**What this task involves**
Rewrite the items below, replacing "sample body" with "example payload" throughout and keeping everything else unchanged. Leave the pictures out of your answer.
== Input ==
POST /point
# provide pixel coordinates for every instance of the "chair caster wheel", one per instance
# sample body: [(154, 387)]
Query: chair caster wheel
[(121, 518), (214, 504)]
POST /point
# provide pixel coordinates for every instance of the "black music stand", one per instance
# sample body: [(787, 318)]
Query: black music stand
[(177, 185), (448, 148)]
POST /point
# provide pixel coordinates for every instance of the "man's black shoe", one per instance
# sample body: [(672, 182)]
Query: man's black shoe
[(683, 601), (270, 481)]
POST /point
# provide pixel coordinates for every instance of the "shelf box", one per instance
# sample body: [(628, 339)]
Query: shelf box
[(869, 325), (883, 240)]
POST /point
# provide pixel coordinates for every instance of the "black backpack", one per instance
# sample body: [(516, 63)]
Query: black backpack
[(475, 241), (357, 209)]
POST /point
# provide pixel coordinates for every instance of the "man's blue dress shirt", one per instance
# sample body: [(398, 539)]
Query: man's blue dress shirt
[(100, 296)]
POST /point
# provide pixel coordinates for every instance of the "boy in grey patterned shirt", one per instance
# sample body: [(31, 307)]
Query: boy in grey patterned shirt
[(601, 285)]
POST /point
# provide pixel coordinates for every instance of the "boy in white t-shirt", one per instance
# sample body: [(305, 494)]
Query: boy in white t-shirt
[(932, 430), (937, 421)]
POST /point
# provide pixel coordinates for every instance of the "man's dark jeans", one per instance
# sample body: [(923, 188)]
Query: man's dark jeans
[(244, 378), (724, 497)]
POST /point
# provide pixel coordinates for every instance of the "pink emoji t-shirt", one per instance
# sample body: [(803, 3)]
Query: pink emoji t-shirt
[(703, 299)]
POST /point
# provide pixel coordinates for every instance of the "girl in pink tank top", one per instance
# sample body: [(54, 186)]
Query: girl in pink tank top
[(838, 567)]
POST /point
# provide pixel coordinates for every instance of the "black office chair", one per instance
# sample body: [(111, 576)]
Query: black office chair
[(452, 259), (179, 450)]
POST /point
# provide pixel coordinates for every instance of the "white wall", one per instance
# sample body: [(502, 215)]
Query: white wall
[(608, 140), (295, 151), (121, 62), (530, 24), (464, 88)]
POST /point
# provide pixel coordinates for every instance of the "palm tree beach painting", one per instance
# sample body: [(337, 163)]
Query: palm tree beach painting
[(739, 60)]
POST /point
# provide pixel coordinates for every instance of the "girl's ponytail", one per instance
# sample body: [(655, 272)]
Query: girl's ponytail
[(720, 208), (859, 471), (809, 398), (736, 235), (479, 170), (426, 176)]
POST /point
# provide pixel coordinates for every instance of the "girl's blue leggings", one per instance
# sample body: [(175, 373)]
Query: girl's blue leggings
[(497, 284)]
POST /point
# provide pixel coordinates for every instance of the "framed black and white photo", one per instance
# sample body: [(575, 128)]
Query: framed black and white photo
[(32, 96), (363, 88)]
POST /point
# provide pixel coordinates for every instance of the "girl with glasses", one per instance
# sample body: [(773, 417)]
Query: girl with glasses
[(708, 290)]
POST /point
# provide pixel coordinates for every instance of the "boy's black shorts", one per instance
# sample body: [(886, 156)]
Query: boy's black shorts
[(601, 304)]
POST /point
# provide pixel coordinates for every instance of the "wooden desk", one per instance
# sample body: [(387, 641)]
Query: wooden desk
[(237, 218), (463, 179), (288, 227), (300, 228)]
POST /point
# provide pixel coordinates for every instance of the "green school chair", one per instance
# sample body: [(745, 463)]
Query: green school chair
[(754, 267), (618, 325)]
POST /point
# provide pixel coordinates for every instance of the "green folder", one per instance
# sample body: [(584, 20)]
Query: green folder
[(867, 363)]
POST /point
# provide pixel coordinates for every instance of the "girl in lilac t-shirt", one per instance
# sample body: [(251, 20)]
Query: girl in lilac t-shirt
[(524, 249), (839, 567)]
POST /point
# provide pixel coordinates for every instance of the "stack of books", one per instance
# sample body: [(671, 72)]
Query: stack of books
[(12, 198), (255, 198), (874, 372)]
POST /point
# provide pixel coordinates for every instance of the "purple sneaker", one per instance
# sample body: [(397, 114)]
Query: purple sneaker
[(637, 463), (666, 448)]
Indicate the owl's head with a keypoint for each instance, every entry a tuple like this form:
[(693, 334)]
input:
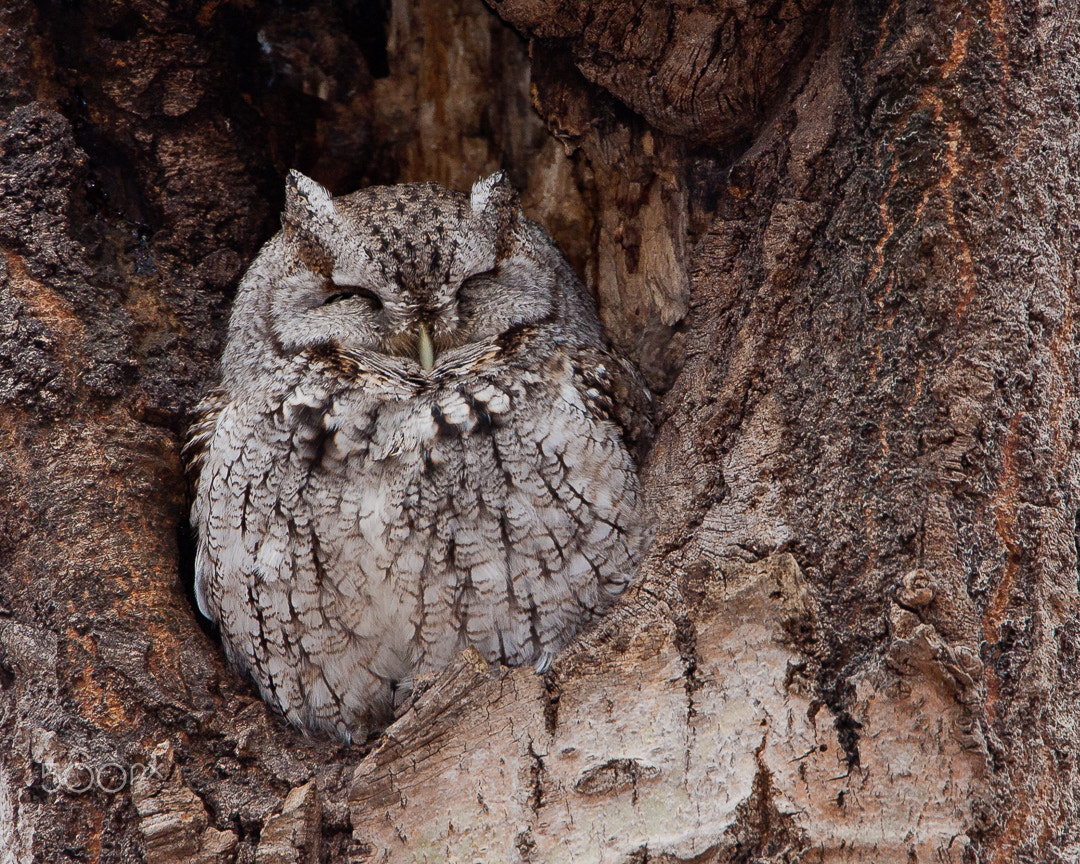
===
**Response to this exercise**
POST /point
# provide pixel coordinates for every instance of the "chair caster wheel", one per instance
# example payload: [(154, 387)]
Query: chair caster wheel
[(121, 518), (214, 504)]
POST /point
# provide pixel coordinates for every instance of the "black music stand", one per instance
# example payload: [(787, 318)]
Query: black music stand
[(177, 185), (448, 148)]
POST /point
# provide pixel coordinates for every instance of the "man's black shoe", one per instance
# example payload: [(672, 182)]
Query: man's black shoe
[(683, 601), (270, 481)]
POST /point
# provide pixel coordinates for every instance of the "shelf box", one per instance
# example payload: [(628, 339)]
Query: shelf box
[(869, 325), (883, 240)]
POST /point
# provide pixel coordinates for every instance of the "black backpack", one per instance
# example payload: [(516, 63)]
Query: black backpack
[(475, 241), (357, 209)]
POST /point
# provide pixel coordinates for every instance of the "man's blue dress shirt", one per instance
# example payload: [(398, 539)]
Query: man's blue dress shirt
[(100, 296)]
POST /point
# provide pixel coordinates for every instance of the "boy in grey patterned shirt", one per instance
# example payload: [(31, 307)]
Query: boy in grey patterned shirt
[(601, 285)]
POST /point
# provide pixel coordinates for every instance of the "boy in white t-shirt", one per instance
# example payload: [(305, 494)]
Query: boy in white t-shirt
[(932, 430), (937, 421)]
POST /point
# provide pixel coordinates for every instance of the "man's dark jeans", one per instance
# example payload: [(923, 188)]
Query: man's dark jeans
[(244, 378), (724, 497)]
POST /point
# provide pixel coordinates for every instance of the "pink emoji t-shirt", one per instance
# example payload: [(803, 3)]
Query: pink emoji t-shirt
[(703, 299)]
POST /point
# provide pixel coordinates for every instance of the "girl in pink tank top", one per instance
# example payload: [(54, 186)]
Query: girl in pink tank top
[(838, 567)]
POST /point
# provide pixel coordinates for every instance of the "black office chair", one per instance
# example payload: [(111, 576)]
Query: black office chair
[(452, 259), (179, 450)]
POST /point
# provide pixel coordinates for every instance of the "white wall", one per instance
# example payload: [(502, 215)]
Query: white wall
[(608, 140), (295, 151), (121, 62), (530, 24), (464, 88)]
POST /point
# provide pixel coordinates for every instance of the "palm tree beach painting", one per instance
# example payload: [(337, 163)]
Query: palm tree beach painting
[(739, 60)]
POST /point
# provide pixel coordinates for every instance of the "girl's ponytail", one per instance
# example payload: [(655, 272)]
Query: girl's ponytail
[(720, 208), (859, 471), (809, 398), (736, 235), (479, 170), (426, 176)]
POST /point
# provide pixel coordinates for every instance of the "girl's blue leggings", one per instance
# example payload: [(175, 373)]
Query: girl's blue leggings
[(497, 284)]
POST /point
# provide pixel coordinates for every instance of the "framed black and white photo", one per instance
# example payload: [(575, 128)]
Query: framed black and white photo
[(32, 96), (363, 88)]
POST /point
# provide pixel coordinates for every instance of the "girl with glasses", one per instance
# example payload: [(773, 417)]
Query: girl with glasses
[(708, 290)]
POST /point
# provide pixel coordinates for every instance of the "boy's black shorts", one per instance
# example payload: [(886, 156)]
Query: boy's black shorts
[(601, 304)]
POST /point
# provide pixel coordinates for every instance of the "wooden desk", one per instance
# example payload: [(387, 641)]
Query: wooden desk
[(237, 218), (463, 179), (288, 227), (300, 228)]
POST /point
# provide pixel coordinates for every instance of the "green school chair", one per instance
# example payload: [(745, 463)]
Query: green school chair
[(754, 267), (618, 325)]
POST /point
# provide pixel coordinates for every instance of the "green folder", one per instance
# example payload: [(584, 20)]
Query: green folder
[(867, 363)]
POST /point
# provide pixel coordinates for every instance of the "girl in lilac t-shirt", one per instance
# example payload: [(251, 20)]
Query: girl in lilac t-shirt
[(524, 249), (839, 567)]
POST /point
# provide pixel coordinates for every instance of the "stack of books", one per instance
# example payload: [(671, 72)]
Query: stack of books
[(12, 198), (255, 198), (874, 372)]
POST /point
# provide pixel coordinates for every instance of the "purple sneaker", one per instance
# example payload: [(397, 114)]
Query: purple sneaker
[(637, 463), (666, 448)]
Indicate the owl's head with a keypoint for each instance, every entry a tuple like this form:
[(693, 334)]
input:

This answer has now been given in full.